* Exercise objective:
The line containing "Trace the outline of every instance of the hoodie" marks where to begin. Write out that line and every line after it exactly, through the last line below.

------------------------------

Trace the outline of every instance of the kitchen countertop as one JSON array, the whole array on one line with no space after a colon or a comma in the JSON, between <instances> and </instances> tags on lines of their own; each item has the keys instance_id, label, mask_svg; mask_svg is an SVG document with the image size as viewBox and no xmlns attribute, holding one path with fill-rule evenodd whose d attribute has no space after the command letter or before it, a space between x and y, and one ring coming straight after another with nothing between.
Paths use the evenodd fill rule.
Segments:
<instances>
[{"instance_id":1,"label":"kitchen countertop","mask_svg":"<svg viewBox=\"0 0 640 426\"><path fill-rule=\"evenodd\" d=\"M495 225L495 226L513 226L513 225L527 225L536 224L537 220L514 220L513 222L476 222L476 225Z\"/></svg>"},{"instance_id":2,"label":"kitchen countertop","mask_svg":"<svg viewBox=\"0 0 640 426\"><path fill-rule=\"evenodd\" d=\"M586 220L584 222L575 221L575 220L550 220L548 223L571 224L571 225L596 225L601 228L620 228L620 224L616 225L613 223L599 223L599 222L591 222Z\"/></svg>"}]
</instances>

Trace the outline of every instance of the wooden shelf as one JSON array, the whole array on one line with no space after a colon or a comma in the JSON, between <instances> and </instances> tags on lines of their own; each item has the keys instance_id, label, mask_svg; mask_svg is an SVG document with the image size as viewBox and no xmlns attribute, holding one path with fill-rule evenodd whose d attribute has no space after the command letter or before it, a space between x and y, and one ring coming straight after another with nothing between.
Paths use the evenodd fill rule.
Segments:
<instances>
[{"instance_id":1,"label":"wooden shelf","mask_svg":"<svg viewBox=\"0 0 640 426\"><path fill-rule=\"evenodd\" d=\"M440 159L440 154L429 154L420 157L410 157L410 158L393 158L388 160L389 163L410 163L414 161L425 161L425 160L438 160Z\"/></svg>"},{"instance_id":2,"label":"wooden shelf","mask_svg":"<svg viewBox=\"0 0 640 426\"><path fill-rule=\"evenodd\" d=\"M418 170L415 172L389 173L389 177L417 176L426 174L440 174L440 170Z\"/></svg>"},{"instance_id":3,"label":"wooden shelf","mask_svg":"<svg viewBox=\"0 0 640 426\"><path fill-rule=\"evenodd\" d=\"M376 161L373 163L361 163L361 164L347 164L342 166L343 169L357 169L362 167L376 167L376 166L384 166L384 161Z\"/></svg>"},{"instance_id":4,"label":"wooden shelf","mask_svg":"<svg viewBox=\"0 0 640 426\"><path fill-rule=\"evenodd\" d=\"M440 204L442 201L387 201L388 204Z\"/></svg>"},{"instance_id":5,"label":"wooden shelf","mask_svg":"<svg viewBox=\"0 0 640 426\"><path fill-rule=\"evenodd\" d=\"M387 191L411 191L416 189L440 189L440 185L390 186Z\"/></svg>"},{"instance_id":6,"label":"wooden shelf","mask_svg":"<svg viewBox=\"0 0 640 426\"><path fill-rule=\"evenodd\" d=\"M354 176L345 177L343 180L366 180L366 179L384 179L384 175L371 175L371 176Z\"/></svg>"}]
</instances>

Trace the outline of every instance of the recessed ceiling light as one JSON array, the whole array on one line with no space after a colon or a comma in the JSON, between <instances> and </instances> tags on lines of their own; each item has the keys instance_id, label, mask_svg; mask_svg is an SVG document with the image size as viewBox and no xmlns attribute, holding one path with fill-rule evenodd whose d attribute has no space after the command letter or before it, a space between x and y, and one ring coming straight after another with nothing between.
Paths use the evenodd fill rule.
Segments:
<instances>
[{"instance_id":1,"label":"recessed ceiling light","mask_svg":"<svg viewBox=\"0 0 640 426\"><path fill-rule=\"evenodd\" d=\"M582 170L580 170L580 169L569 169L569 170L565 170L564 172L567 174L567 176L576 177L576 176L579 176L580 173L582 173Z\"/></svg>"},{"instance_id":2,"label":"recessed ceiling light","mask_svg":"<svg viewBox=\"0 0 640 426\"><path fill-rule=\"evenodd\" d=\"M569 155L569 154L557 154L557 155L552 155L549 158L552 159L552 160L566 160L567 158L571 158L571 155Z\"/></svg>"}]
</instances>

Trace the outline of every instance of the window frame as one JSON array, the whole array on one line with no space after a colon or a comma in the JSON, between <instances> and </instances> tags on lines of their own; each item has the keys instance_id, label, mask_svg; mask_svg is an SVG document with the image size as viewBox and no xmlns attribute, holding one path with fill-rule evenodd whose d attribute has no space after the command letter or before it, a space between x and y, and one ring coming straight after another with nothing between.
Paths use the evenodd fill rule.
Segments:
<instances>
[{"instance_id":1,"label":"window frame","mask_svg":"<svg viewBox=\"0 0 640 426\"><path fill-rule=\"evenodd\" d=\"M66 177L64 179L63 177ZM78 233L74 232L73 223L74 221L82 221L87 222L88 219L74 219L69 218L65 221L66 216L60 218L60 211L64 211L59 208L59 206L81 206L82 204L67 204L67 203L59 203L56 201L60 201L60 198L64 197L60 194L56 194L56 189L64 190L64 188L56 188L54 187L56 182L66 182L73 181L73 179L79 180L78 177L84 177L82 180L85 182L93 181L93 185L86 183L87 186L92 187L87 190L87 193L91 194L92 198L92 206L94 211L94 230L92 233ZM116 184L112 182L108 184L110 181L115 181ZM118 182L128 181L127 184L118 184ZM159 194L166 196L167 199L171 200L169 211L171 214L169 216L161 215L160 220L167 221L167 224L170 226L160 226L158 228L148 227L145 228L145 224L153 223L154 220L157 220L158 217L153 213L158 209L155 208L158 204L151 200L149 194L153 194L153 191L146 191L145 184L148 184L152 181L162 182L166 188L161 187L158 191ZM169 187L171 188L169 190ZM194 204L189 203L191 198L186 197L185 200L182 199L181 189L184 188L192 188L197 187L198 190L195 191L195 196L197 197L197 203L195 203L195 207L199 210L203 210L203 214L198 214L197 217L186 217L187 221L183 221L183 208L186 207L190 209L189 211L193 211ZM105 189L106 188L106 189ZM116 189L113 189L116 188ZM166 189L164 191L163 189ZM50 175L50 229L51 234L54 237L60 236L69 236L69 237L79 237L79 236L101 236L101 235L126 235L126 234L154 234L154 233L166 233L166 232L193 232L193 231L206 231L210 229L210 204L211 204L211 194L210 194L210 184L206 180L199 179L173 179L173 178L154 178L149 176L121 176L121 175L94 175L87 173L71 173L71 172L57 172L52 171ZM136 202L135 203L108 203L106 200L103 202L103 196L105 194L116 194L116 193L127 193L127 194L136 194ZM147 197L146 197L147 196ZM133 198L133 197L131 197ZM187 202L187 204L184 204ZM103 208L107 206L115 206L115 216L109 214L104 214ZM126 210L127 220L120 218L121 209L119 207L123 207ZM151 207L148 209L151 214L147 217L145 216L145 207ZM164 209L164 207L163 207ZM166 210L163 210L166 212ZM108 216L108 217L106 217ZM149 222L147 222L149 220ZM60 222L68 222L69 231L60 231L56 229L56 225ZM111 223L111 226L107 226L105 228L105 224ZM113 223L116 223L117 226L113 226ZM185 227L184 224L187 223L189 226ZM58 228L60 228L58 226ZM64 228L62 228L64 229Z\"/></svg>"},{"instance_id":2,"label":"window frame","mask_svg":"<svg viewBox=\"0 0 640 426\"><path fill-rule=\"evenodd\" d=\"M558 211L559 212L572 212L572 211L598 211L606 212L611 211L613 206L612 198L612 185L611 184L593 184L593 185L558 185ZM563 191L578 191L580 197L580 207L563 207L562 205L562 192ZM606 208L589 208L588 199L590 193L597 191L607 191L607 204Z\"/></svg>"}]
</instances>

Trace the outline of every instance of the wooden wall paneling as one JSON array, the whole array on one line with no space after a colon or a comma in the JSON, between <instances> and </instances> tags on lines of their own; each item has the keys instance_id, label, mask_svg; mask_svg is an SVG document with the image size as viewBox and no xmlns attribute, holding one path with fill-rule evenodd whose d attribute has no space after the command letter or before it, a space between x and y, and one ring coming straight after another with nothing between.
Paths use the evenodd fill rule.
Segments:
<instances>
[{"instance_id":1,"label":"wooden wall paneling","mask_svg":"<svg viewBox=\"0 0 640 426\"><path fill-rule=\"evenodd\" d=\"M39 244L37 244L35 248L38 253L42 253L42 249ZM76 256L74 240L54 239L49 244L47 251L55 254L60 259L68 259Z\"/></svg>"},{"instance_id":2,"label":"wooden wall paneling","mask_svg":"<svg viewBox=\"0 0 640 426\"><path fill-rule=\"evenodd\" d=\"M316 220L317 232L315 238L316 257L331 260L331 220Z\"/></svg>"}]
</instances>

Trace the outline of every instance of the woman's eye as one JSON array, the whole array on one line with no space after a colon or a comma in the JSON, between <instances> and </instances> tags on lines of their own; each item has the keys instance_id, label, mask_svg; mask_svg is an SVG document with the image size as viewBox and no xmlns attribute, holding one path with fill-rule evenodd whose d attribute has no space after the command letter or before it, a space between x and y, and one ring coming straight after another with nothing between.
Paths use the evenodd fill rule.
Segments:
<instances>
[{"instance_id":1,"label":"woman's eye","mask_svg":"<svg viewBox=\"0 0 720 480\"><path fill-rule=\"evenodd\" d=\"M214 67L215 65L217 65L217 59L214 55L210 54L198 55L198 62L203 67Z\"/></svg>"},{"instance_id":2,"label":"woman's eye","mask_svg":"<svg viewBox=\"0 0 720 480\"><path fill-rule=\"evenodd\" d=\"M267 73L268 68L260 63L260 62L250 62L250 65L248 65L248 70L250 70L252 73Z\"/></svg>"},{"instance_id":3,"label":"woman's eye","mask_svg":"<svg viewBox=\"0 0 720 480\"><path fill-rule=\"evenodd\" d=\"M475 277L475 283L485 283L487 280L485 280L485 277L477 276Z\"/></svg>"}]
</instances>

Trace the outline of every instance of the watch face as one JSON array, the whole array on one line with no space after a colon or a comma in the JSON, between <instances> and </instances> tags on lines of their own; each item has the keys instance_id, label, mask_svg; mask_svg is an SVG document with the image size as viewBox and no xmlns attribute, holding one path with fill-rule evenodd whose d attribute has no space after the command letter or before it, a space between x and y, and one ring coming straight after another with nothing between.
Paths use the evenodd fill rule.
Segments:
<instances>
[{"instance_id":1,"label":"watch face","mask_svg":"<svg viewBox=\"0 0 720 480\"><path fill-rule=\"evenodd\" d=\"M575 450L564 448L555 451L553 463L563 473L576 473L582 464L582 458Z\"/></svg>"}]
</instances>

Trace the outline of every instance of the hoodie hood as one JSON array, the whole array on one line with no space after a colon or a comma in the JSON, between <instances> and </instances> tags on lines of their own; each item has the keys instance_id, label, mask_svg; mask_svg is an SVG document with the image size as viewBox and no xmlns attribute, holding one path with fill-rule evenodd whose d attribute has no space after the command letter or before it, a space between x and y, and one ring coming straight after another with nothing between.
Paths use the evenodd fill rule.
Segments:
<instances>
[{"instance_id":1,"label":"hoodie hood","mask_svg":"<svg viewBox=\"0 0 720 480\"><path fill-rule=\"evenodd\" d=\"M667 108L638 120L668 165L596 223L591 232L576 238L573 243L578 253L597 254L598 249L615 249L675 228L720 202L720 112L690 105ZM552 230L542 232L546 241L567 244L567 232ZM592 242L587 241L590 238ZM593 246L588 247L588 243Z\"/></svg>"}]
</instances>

------------------------------

* Answer area:
Trace the outline of every instance of the hoodie hood as one JSON array, the whole array on one line with no space after a colon or a comma in the JSON, between <instances> and </instances> tags on lines of their own; each item has the keys instance_id, label, mask_svg; mask_svg is an SVG document with the image size as viewBox and no xmlns attribute, holding one path with fill-rule evenodd whose d attribute has no space after the command letter or before it, a space between x and y, and one ring coming straight after another with nothing between.
Paths use the evenodd fill rule.
Segments:
<instances>
[{"instance_id":1,"label":"hoodie hood","mask_svg":"<svg viewBox=\"0 0 720 480\"><path fill-rule=\"evenodd\" d=\"M667 108L638 120L668 165L596 223L591 232L576 238L573 243L578 253L597 254L598 249L615 249L675 228L720 202L720 112L690 105ZM552 230L542 232L546 241L567 244L567 232ZM592 242L587 241L590 238ZM593 246L588 247L588 243Z\"/></svg>"}]
</instances>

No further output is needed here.